▶ [What you have to do] Set down all of the records below exactly, please, omitting the images.

"""

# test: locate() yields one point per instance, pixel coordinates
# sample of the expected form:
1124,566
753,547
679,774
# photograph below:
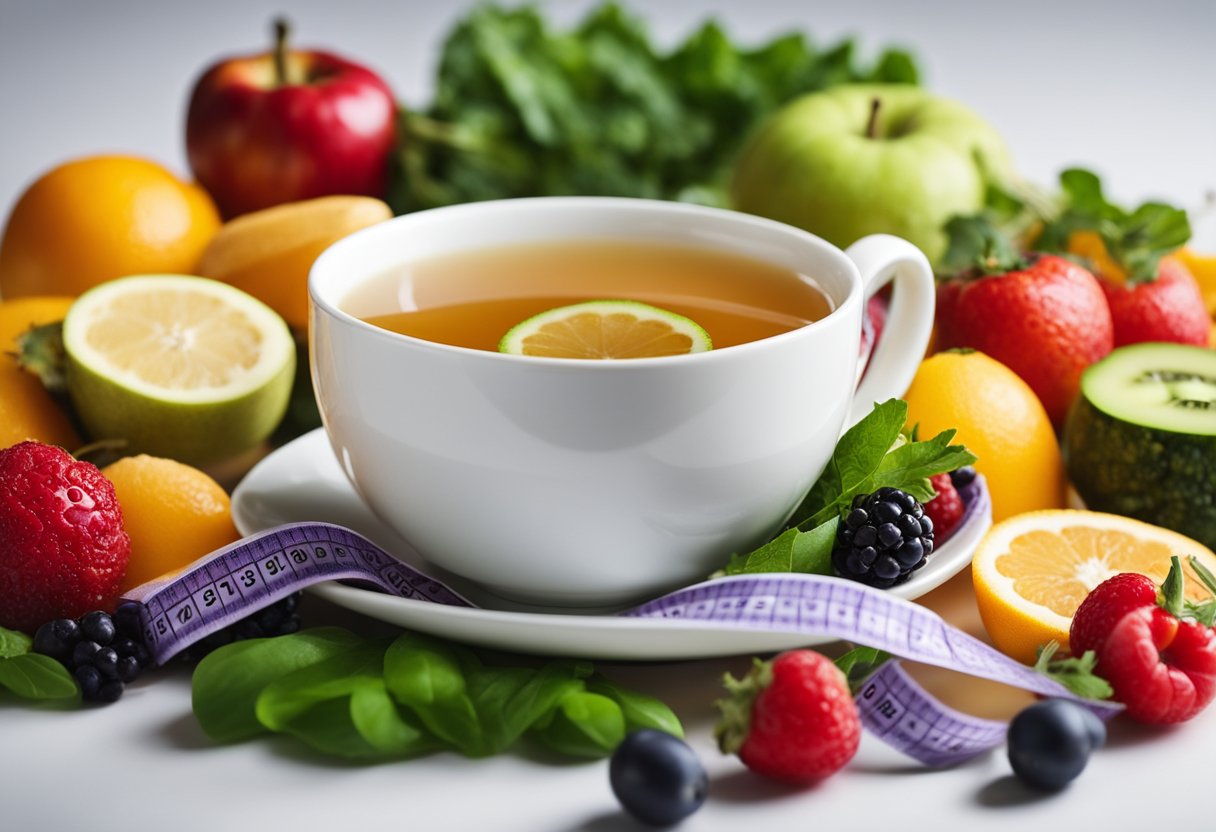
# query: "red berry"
945,510
1161,668
1104,606
792,719
62,546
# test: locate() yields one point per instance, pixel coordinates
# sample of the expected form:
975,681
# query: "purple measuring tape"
260,569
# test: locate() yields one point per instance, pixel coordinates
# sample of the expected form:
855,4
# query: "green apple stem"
872,125
282,28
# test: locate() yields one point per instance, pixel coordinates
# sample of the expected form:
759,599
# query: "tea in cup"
584,482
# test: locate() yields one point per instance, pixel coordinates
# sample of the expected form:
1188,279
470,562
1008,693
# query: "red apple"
286,125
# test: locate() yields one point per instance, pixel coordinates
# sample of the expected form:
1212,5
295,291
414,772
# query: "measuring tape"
255,572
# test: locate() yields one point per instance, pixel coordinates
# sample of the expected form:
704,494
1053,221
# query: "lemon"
184,367
606,330
1032,571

"""

▶ [Completed exercise]
# test: locate() yields one point per instance, pixel coordinates
# sample of the expected form:
1124,566
753,547
679,774
# photograph below:
# query: "red berry"
945,510
1161,668
1104,606
792,719
62,546
# test: locate() yields one point per instance, pixel coordinates
# sample of the expected form:
975,681
# query: "purple measuring tape"
260,569
# test: locate() yields one point per instance, pixel coordinates
# sample of the expected form:
855,4
# query: "green apple stem"
872,125
282,28
# test: locate() yields one point per instance, pixel coordinates
# sample of the expected form:
759,599
# query: "tea in cup"
584,482
# test: locate() yields one point per instance, pixel coordinates
# sample of the expected form:
1188,279
470,562
1008,693
# query: "red apple"
286,125
# test: locate() yields one point per instance, pixel coordinates
# sample of the expected form:
1212,5
295,291
414,772
# query: "measuring tape"
255,572
# test: locate() yields one point per instance, pixel coordinates
# sample of the expected form:
704,494
1053,221
# query: "lemon"
184,367
606,330
1032,571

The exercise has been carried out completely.